**Problem details:** Please resume the passage on natural selection and the human brain, continuing it from its final sentence.

**Given text:**
****************
The Darwinian Insight / Molecular Feedback
As Darwin studied the animals of the Galapagos Islands, where he accompanied a British expedition, he was struck by the difference of the species he observed. He saw no evidence that the experience of animals could be inherited. The offspring of an animal that had developed large muscles through vigorous exercise would not be born with larger muscles. But species did gradually change, nonetheless. Darwin hit upon the idea of Natural Selection, that chance “improvements” would become part of the heritance of a species if they made it more likely that a given individual should survive and reproduce. The sum effect of such small steps could over time effect vast changes in the phenomenology of living things.
Feedback
The core insight necessary for evolutionary is that biological feedback of some sort is responsible for not only the proliferation of species, but also the development, over time, of increasingly complex beings (i.e., animals with more complex and more capable nervous systems), culminating in the race of man on our planet. Darwinian Natural Selection is a type of feedback, depending on the survival value of chance mutations. It is, thus, feedback of an intergenerational sort.
The Brain of Man
Hypothesis: Natural Selection alone could not have possibly produced the human brain. Paleoanthropology tells us definitively that the brain of hominids developed into the human brain in about 1 million years, during the period from 1.5 mya (million years ago) to .5 mya. That’s 10,000 centuries. At 5 generations per century, that’s 50,000 generations. Not truly a huge number. And there is no evidence at all that smarter animals reproduced selectively. That is a huge assumption. Some other kind of feedback must have been at work.
****************
**Dataset entries:**
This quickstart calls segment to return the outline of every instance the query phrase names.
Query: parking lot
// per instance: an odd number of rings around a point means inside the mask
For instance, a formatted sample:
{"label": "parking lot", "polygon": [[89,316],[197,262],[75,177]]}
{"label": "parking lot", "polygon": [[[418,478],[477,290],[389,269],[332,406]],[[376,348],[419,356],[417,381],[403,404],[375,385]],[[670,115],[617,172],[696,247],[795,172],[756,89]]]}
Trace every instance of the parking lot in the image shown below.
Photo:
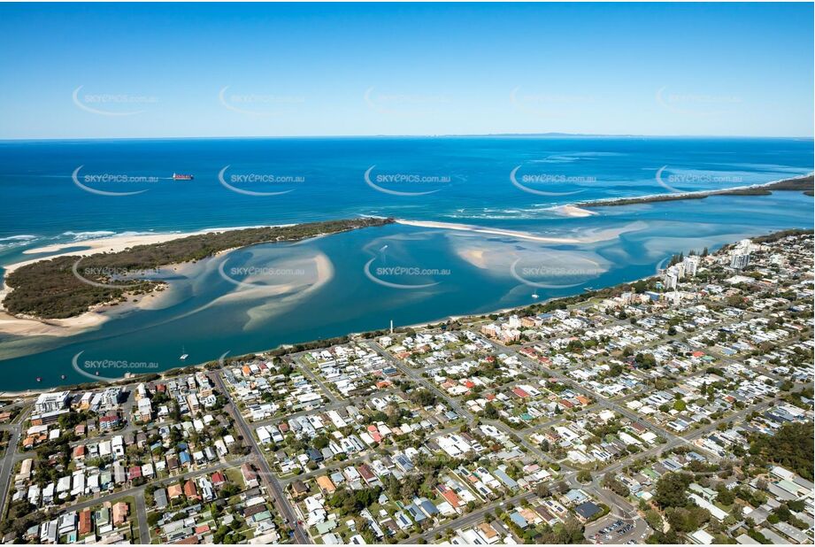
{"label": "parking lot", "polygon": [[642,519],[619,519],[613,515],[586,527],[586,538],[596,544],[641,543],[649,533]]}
****************
**Response to the exercise:**
Another Sort of Feedback
It has been assumed that there is no way that individual experience (Lamarck) could be transmitted to offspring. That assumption is not necesarily true.
Evolutionary Process
And how about Darwin ?
Charles Darwin and Gregor Mendel came from very different backgrounds, but they were both 19th century naturalists, and they both made great contributions to theories of inheritance. Neither, however, knew anything of DNA and genetic coding. It was Darwin who developed the theory of natural selection, according to which chance mutations can be preserved if they contribute to the likelihood of an organism to reproduce. As far as it went, natural selection was a powerful insight, but it is not enough to explain evolution.
The Basic Process of Evolution: Feedback
At the core of evolutionary process lies biological feedback, a phenomenon we have become used to on many different planes in the natural order. Generalized, feedback is a mechanism for signaling back to a source process something about its effects, so that the process can be modulated or directed. Natural Selection is a type of intergenerational feedback, in that new traits tend to be preserved, to the extent they contribute to the reproductive success of individuals.
Evolution of the Human Brain
The brain of man went through its major development between 3 million years ago and current time. At three million years, the brain was certainly primate, but not particularly distinguished. There was a constant, if not smooth, development thereonward, until the achievement of the modern organ. There is no evidence to support the concept that random mutations could have resulted in any “improvement” at all. “Chance” modifications resulting in greater reproductive success could not have been a sufficient “cause” for the forward march of increasing brain capacity. Other mechanisms need to be considered.
Hypothesis: Molecular Feedback
The modern sciences of genetics, embryology, immunology, and molecular biology have made great strides in elucidating the role of complex molecules in the tranfer of information in different areas of biological function. The hypothesis is made that as “improved” structure and functionality were activated in the brain, through experience, these “advances” were encoded in circulating proteins or nucleosides, which in turn induced “adjustments” in gonadal DNA. This provided a more direct method for transmission of brain “improvements” from generation to generation. This is felt to be consistent with other more clearly established feedback mechanisms.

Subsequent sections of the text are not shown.